### Consegna A:
Aggiorna le voci dalla riga che contiene "spire in the image above." fino all'ultima voce, estremi inclusi, mettendo "town" al posto di "city" e lasciando tutto il resto com'è.

==== Estratto del testo ====

Laboratorio permanente dei linguaggi della scena, nato nel 2006 nel centro della Sicilia, per realizzare un Centro di produzione culturale residente nella provincia di Enna.



giovedì 6 maggio 2010

Enna. Paola Greco a “Teatro dei Territori”


Enna. Tra il teatro e vita, ecco fuoriuscire la rappresentazione, possibile solo esorcizzando l’inutile, che non sorprende, si ripete ed è fine ad una manifestazione individuale che non approda; è liberandosi con controllo che sorge l’utile: generosità, disponibilità, ascolto dell’altro e del se conducono a percorsi emotivi e reattivi inaspettati, impulsivi, di scoperta ed esplorazione, che difficilmente si slacceranno dagli allievi del laboratorio, giunti oramai a metà del percorso teatrale “Teatro dei Territori”; il corso di teatro, che, alla sua 5° edizione, per la direzione del coreografo e regista Aurelio Gatti, si è per due incontri avvalso della presenza della poliedrica catanese, Paola Greco, figlia d’arte, e migrante nelle sue esperienze teatrali e cinematografiche: sino a ieri direttore artistico dello storico Teatro Club, fondato da la padre Nando, ed oggi a Parigi, immersa nei segreti d’espressione del cinema e del teatro, alla “Acting International” dove attualmente insegna.

====

### Consegna B:
Elenca tutte le persone nominate nel testo sul laboratorio teatrale di Enna.

==== Dati dell'esercizio ====

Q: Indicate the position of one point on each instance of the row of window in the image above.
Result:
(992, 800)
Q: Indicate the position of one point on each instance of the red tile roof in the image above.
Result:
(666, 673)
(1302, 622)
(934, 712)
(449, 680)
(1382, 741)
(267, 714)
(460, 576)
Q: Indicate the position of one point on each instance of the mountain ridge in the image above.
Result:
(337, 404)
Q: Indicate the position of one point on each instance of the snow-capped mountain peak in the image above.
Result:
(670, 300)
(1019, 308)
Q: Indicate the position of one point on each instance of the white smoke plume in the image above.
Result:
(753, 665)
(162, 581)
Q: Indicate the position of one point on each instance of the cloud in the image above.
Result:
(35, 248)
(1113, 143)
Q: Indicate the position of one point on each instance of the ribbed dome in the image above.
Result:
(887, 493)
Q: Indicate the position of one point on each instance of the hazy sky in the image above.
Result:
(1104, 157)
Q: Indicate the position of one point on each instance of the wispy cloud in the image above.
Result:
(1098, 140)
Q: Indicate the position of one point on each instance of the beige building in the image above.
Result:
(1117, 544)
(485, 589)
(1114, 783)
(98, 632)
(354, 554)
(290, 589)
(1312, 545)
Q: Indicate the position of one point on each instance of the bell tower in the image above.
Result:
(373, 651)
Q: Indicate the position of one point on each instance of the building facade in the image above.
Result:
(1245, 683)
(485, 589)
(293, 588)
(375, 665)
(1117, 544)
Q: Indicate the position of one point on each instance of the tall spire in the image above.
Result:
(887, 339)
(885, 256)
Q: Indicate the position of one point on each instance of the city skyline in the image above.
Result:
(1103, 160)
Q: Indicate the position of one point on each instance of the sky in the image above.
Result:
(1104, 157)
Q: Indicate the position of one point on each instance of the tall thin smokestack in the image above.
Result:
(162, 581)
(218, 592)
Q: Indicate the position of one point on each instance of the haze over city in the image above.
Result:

====

### Soluzione svolta A:
Q: Indicate the position of one point on each instance of the tall spire in the image above.
Result:
(887, 339)
(885, 256)
Q: Indicate the position of one point on each instance of the town skyline in the image above.
Result:
(1103, 160)
Q: Indicate the position of one point on each instance of the sky in the image above.
Result:
(1104, 157)
Q: Indicate the position of one point on each instance of the tall thin smokestack in the image above.
Result:
(162, 581)
(218, 592)
Q: Indicate the position of one point on each instance of the haze over town in the image above.
Result:

### Soluzione svolta B:
Paola Greco, Aurelio Gatti, Nando